--- Description of the task ---
Below are some records. Write out the line that contains "Your objective is to locate every instance of distant mountain" and all lines after it, exactly, but not the pictures.

--- Data records ---
[Start of section]
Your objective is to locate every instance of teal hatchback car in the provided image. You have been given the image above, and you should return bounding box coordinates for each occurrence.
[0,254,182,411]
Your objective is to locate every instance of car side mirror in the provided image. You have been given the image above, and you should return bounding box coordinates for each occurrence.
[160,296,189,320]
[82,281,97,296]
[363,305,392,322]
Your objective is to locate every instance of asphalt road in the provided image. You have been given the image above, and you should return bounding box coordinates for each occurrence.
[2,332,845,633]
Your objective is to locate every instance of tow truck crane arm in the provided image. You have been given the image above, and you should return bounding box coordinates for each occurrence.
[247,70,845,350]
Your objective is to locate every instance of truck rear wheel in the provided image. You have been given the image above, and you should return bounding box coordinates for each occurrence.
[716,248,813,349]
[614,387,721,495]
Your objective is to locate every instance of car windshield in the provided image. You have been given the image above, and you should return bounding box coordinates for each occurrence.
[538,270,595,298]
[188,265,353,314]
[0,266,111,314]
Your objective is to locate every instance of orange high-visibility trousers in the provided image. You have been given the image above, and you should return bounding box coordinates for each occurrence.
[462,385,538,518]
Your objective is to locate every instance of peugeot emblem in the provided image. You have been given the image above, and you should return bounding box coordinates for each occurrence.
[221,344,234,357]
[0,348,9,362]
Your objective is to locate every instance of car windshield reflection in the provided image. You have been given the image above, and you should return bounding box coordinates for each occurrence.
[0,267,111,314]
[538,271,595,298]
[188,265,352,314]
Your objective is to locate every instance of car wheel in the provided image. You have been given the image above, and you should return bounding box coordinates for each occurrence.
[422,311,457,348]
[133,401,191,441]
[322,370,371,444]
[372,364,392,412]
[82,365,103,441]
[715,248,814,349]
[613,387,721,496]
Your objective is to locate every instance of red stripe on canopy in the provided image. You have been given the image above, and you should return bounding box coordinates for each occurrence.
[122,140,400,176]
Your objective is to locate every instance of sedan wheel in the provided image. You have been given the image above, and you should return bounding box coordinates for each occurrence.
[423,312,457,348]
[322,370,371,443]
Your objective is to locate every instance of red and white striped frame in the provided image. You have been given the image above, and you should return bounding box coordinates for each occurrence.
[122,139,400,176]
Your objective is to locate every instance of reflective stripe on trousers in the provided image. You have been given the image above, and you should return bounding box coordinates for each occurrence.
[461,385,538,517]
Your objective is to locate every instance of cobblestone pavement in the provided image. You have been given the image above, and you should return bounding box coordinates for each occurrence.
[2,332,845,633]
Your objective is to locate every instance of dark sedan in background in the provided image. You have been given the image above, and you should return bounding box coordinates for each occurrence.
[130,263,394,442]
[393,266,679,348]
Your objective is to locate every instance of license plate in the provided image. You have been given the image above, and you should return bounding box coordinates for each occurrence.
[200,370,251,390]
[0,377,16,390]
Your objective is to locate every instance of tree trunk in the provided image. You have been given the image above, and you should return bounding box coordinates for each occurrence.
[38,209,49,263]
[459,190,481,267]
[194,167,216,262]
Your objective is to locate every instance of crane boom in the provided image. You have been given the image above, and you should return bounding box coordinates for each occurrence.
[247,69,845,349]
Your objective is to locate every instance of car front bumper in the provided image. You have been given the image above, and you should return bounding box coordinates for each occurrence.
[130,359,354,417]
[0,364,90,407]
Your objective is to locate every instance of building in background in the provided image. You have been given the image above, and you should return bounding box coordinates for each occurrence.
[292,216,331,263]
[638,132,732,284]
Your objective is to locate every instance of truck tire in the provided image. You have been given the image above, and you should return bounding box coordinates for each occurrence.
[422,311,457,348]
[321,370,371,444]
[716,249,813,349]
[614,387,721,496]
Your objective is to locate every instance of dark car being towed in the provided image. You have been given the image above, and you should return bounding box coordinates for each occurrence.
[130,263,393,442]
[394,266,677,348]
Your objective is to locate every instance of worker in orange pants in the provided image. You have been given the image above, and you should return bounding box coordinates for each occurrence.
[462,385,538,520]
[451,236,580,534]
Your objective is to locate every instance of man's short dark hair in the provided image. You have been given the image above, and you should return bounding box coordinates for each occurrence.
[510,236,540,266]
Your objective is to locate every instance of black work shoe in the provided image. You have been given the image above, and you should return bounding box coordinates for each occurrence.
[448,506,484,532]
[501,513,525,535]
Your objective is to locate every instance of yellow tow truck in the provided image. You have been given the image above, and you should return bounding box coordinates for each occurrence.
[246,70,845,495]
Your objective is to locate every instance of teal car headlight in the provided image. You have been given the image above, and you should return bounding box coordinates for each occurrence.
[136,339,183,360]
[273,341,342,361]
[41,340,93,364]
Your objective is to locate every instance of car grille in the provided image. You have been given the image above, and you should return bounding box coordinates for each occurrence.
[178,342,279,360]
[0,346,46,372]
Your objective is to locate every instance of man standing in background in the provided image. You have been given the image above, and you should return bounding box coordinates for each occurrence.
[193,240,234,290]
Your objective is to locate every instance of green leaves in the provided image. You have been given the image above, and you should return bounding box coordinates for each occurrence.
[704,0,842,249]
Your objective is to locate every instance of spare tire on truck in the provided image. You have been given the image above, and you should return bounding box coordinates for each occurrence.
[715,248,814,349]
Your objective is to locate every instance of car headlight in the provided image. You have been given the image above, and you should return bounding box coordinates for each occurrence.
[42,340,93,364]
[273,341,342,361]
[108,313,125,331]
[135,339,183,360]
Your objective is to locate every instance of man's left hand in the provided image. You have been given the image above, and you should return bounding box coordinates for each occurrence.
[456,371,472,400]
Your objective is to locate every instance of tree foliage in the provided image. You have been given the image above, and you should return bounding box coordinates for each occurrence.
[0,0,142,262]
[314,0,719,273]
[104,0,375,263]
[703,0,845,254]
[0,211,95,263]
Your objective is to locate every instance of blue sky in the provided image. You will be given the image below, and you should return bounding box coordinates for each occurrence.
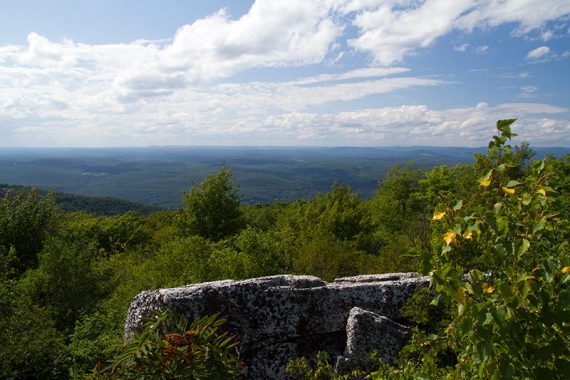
[0,0,569,147]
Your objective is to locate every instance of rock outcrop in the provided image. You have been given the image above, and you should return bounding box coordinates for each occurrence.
[125,273,428,379]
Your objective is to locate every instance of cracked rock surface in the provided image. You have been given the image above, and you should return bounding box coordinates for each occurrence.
[125,273,428,379]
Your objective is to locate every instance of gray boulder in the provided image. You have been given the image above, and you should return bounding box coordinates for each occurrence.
[336,307,411,373]
[125,273,428,379]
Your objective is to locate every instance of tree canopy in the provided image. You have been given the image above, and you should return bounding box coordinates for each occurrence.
[178,167,244,241]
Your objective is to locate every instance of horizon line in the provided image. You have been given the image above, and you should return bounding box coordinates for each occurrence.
[1,144,569,150]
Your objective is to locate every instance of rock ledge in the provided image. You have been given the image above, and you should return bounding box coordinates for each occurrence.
[125,273,428,379]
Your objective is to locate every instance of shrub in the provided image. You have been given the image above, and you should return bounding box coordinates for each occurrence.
[95,309,242,379]
[428,120,570,378]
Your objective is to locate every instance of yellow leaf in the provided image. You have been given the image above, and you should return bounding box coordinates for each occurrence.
[463,231,473,240]
[562,266,570,274]
[502,186,515,195]
[457,288,466,304]
[537,188,547,198]
[432,211,446,220]
[443,231,456,246]
[479,169,493,187]
[482,283,496,294]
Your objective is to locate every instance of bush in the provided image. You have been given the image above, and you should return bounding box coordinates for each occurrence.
[428,120,570,378]
[95,309,242,379]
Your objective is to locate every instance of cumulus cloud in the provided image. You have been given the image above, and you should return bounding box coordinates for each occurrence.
[348,0,474,65]
[0,0,569,147]
[347,0,570,65]
[115,0,342,97]
[0,38,446,145]
[526,45,551,59]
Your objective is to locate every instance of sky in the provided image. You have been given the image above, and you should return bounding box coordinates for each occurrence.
[0,0,569,148]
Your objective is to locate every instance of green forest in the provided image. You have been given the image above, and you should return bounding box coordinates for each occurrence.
[1,121,569,379]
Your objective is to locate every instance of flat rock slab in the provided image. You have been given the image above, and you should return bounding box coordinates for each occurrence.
[125,273,428,379]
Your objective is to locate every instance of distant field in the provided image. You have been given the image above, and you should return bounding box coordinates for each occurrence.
[0,146,567,208]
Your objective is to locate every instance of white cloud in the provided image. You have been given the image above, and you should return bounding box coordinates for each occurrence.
[454,43,469,52]
[455,0,570,34]
[348,0,474,65]
[476,45,489,54]
[526,45,550,59]
[108,1,345,99]
[291,67,410,85]
[256,102,570,146]
[347,0,570,66]
[213,75,445,112]
[0,36,446,145]
[502,71,530,79]
[542,30,554,41]
[519,85,538,98]
[137,2,339,80]
[0,0,569,147]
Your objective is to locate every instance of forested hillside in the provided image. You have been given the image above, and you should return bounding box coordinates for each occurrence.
[0,146,493,207]
[1,121,568,379]
[0,184,161,216]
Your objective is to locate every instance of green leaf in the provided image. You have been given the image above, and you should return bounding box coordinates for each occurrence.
[453,200,463,210]
[469,269,483,283]
[495,306,506,322]
[533,218,545,234]
[496,216,509,234]
[494,202,503,213]
[506,180,521,187]
[492,244,507,263]
[522,193,532,205]
[516,239,530,258]
[497,119,516,138]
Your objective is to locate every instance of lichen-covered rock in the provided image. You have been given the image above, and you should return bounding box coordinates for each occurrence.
[125,273,428,379]
[336,307,411,373]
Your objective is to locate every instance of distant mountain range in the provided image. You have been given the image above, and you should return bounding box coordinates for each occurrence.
[0,146,567,208]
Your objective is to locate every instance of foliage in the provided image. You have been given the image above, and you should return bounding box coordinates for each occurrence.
[305,183,372,243]
[234,227,285,276]
[19,237,107,332]
[0,188,59,273]
[0,184,161,216]
[0,279,71,379]
[179,167,244,241]
[286,352,365,380]
[64,211,152,256]
[95,309,242,379]
[292,232,365,281]
[428,120,570,379]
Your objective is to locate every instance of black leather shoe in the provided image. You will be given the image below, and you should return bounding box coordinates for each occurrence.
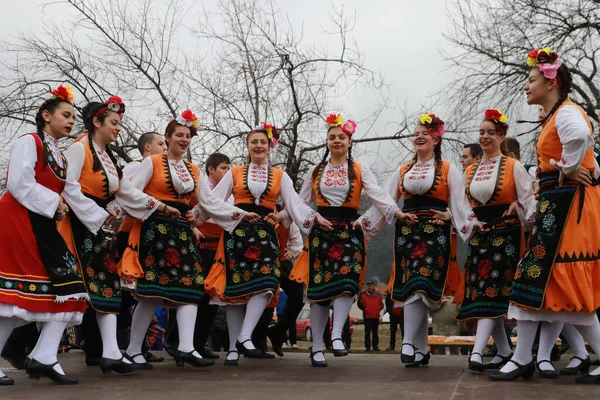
[End of section]
--- Answer box ---
Your objective is to locate every instance of distant mountain range in the provided image. You have been given the image above, and you should return bounding box coordinates for each occurrence.
[0,146,567,208]
Your objective is to locate every instance of foliage in the provided image. You have been given the image above, and you should return bounding box coordinates for each occurrence.
[305,183,372,243]
[234,227,285,276]
[19,237,107,332]
[0,188,59,273]
[0,184,161,216]
[0,279,71,379]
[179,167,244,241]
[286,352,365,380]
[64,211,152,256]
[95,309,242,379]
[292,232,365,281]
[428,120,570,379]
Your objective is to locate every instance of black leather shoe in the provided image. You will be given the image below, and you should return bounding box coordinates for each occurrence.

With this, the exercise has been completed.